From the entries that follow, pick out all lines holding "helmet".

Natural language region descriptions
========================================

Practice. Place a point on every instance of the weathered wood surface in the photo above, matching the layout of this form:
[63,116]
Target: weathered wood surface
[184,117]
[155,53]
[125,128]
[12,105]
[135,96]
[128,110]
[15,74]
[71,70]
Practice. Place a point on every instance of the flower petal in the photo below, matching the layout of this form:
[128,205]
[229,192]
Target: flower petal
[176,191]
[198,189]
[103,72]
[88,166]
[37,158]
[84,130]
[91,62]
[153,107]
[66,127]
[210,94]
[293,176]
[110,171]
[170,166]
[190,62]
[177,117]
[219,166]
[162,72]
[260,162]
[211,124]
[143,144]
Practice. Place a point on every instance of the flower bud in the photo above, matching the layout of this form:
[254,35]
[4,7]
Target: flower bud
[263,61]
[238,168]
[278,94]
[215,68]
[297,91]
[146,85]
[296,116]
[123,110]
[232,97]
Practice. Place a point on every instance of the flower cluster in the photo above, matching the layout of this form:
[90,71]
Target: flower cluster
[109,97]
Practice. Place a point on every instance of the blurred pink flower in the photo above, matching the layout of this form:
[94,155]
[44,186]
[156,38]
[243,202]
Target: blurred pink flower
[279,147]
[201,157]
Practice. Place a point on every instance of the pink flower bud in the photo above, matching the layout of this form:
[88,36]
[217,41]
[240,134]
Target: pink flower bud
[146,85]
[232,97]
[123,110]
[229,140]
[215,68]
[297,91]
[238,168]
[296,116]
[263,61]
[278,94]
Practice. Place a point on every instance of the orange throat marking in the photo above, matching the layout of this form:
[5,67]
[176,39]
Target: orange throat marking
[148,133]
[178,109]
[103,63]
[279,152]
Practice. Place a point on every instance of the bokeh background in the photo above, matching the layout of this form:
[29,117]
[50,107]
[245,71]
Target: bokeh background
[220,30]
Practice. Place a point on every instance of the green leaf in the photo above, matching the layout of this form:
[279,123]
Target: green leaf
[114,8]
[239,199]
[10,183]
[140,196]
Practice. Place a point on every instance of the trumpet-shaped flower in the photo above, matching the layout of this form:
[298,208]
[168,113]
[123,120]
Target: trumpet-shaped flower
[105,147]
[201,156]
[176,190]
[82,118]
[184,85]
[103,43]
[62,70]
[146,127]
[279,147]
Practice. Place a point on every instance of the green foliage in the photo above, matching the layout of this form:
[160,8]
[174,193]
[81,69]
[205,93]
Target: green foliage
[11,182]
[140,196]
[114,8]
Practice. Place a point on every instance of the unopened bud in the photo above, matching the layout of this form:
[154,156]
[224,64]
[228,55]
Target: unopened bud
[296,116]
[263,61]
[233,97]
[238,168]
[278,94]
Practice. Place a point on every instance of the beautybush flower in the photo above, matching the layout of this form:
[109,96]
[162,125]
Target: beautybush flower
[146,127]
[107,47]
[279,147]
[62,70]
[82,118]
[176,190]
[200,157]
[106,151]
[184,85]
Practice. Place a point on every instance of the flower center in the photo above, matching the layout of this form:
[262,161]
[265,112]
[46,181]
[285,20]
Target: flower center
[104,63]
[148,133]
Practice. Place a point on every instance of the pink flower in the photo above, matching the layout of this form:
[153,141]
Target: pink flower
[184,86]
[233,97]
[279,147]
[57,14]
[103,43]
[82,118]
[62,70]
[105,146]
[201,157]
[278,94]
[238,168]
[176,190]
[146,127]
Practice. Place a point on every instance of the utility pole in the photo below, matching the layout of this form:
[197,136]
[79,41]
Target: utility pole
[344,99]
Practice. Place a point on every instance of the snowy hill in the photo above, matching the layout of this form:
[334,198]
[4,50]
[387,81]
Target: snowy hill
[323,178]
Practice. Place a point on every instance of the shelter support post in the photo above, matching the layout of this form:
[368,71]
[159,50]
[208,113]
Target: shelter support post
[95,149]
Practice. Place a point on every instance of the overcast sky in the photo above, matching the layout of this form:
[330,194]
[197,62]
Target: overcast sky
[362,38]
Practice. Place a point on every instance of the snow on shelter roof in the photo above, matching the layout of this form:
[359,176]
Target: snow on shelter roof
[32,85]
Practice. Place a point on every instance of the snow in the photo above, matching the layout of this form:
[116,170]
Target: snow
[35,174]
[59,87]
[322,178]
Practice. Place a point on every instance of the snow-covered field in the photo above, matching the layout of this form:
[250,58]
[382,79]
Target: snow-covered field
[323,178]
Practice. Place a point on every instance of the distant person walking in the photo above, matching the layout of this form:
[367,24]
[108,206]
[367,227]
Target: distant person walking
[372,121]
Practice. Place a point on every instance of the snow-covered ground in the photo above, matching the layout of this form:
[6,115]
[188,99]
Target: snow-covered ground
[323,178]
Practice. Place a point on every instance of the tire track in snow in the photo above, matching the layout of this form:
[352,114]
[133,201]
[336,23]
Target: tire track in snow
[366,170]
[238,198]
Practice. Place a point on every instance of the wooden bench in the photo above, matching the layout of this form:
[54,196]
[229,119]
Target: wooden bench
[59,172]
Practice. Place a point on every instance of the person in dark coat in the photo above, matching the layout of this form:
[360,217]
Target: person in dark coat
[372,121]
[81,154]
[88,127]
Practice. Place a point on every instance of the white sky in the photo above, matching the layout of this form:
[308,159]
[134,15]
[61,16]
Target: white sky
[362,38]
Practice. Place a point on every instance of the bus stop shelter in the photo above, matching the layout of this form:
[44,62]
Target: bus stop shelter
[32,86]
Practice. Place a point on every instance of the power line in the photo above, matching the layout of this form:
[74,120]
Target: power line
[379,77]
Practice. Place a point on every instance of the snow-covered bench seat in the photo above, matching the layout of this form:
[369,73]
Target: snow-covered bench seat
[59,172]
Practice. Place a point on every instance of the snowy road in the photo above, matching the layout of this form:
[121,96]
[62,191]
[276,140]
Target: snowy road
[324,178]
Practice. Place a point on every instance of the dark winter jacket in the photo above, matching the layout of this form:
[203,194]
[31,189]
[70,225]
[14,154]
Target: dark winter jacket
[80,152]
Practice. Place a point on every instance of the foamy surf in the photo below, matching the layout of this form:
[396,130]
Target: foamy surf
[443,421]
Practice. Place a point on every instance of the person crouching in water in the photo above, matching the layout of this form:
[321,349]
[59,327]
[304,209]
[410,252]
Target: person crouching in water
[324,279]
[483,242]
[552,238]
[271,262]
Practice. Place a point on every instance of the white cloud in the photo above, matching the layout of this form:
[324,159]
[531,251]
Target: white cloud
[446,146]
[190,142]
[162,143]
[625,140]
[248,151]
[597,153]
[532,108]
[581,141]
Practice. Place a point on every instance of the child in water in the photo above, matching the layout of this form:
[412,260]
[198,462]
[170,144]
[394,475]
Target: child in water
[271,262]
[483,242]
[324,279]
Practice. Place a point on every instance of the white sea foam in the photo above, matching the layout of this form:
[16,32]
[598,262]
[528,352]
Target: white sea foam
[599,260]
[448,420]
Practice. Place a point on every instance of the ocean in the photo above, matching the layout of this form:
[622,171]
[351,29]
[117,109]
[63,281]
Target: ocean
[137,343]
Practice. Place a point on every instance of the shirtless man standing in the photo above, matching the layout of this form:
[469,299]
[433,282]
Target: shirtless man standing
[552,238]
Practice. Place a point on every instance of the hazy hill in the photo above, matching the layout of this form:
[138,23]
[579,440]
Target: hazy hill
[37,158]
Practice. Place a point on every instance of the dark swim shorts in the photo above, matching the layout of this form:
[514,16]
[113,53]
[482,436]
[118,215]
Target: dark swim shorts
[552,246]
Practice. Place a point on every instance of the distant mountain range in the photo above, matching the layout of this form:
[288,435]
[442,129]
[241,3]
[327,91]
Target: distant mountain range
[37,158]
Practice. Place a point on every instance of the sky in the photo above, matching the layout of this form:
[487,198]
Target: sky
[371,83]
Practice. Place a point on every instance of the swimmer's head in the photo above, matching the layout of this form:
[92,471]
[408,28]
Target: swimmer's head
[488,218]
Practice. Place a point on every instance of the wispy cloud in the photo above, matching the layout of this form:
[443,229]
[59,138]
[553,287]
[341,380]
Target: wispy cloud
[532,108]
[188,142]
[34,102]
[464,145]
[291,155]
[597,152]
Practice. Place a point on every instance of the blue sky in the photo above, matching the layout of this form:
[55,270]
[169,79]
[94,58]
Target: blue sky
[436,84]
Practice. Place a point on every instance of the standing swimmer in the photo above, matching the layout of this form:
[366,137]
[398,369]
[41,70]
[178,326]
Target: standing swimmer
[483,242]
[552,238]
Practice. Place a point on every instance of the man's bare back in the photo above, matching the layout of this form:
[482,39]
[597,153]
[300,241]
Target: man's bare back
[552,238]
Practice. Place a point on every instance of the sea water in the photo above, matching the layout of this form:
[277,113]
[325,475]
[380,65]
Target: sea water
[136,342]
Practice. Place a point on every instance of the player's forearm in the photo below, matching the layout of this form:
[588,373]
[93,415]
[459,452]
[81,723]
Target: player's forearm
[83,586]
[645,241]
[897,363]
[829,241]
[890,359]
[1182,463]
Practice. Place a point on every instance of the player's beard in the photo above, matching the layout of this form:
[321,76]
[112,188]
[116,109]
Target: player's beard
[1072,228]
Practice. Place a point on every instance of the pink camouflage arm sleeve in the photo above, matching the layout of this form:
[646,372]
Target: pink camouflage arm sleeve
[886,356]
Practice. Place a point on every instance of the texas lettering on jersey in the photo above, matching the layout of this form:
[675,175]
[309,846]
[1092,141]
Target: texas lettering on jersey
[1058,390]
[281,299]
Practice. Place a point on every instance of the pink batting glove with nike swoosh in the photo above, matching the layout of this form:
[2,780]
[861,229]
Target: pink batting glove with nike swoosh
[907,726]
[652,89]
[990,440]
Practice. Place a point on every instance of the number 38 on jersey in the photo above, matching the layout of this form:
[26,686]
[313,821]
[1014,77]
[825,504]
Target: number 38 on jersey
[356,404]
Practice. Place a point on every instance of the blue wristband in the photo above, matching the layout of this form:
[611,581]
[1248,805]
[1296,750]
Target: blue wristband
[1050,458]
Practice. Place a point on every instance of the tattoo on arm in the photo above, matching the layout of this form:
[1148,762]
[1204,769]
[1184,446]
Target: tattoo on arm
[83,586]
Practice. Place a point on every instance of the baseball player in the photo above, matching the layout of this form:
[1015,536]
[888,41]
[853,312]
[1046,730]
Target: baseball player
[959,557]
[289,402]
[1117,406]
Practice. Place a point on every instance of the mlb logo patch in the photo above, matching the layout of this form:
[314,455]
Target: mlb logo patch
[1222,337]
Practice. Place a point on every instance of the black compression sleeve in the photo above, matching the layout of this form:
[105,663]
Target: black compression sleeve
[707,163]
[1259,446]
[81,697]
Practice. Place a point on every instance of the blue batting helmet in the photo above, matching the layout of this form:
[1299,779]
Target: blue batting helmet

========================================

RESULT OF THIS TASK >>
Practice. Place a point on every instance of the blue batting helmet in the photo above, matching the layout of this form:
Target: blue batting helmet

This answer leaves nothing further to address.